_Exercise data:_
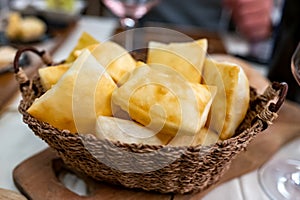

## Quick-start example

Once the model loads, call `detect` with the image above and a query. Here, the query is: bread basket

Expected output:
[14,48,287,194]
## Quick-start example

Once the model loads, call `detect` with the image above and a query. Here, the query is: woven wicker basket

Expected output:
[14,48,287,194]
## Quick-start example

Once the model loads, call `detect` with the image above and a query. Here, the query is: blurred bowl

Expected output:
[11,0,86,27]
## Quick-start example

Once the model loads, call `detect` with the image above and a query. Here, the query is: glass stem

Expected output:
[120,17,136,51]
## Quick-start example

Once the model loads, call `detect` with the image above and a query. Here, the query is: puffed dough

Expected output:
[203,59,250,140]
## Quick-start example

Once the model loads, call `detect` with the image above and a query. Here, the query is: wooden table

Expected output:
[2,19,300,199]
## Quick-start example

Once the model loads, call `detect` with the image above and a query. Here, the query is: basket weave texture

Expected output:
[14,45,287,194]
[19,71,286,194]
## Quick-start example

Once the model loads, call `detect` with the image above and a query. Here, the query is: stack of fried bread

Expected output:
[28,33,249,146]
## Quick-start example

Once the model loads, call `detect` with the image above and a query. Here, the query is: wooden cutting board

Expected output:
[13,55,300,200]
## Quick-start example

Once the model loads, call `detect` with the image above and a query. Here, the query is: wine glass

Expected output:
[102,0,159,30]
[258,43,300,200]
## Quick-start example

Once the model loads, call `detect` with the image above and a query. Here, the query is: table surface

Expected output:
[0,16,300,200]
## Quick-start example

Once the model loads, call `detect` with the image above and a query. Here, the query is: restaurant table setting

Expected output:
[0,12,300,199]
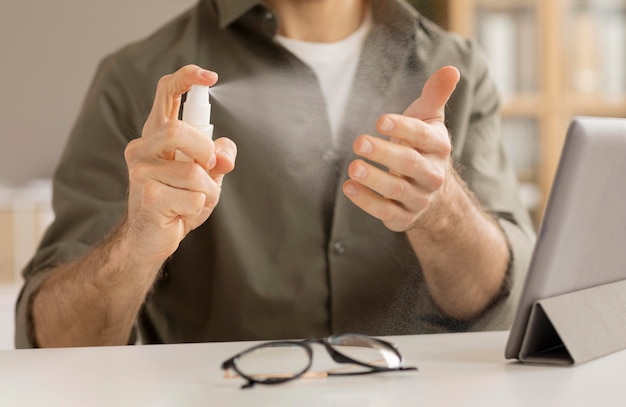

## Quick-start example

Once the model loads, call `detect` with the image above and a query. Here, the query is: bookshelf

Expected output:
[442,0,626,225]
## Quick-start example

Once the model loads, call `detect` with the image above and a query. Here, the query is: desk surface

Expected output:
[0,332,626,407]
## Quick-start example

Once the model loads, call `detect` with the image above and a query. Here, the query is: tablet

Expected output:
[505,117,626,359]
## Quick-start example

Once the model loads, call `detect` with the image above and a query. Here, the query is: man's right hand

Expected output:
[125,65,237,265]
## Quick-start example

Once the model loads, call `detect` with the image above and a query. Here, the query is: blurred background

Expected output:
[0,0,626,348]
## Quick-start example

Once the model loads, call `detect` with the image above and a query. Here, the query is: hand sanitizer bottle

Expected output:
[176,85,213,162]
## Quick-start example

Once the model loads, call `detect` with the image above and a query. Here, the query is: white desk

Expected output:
[0,332,626,407]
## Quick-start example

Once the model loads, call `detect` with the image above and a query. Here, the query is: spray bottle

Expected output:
[176,85,213,162]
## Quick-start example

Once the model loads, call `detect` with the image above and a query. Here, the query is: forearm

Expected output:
[31,220,160,347]
[407,167,510,319]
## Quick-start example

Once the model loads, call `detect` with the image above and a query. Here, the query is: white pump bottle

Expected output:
[176,85,213,162]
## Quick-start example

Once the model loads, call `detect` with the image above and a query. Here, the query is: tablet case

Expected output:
[519,280,626,365]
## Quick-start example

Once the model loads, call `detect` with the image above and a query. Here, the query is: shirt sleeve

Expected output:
[449,37,535,331]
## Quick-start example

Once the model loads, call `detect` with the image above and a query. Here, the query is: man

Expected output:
[16,0,533,347]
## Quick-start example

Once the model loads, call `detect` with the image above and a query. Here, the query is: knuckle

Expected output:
[163,120,183,141]
[141,182,161,208]
[378,205,395,224]
[157,74,172,92]
[389,178,409,201]
[429,167,446,189]
[401,149,422,175]
[128,162,150,183]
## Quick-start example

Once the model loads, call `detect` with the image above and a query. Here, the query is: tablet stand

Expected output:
[519,280,626,365]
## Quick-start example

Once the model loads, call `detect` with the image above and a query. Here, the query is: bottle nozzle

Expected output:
[183,85,212,135]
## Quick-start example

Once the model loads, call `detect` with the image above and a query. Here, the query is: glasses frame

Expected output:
[221,334,417,389]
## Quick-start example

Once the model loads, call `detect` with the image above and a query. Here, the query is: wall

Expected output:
[0,0,196,349]
[0,0,196,186]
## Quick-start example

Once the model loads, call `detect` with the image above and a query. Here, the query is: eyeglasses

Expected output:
[222,334,417,389]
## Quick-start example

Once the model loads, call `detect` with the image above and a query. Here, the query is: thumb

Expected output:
[404,66,461,122]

_Task prompt:_
Copy every line of the entries from the beginning up to and including the line that contains "[11,0,86,27]", changing only the bounding-box coordinates in the answers by multiplying each by 0.8 and rounding to a whole number, with halves rounded up. Omit the pictures.

_Solution below:_
## Quick-start example

Once the model loads, call `detect` with the image above and a query. Here, the query is: bread basket

Expected output:
[11,38,230,155]
## Quick-start example

Once the model loads, call `detect` with the image above and a query. Here, the query is: woven wicker basket

Expected output:
[11,38,230,155]
## Quick-start example

Once the model loads, call `detect` with the image above and a query. Here, the query is: blurred bowl

Expected output:
[9,0,69,22]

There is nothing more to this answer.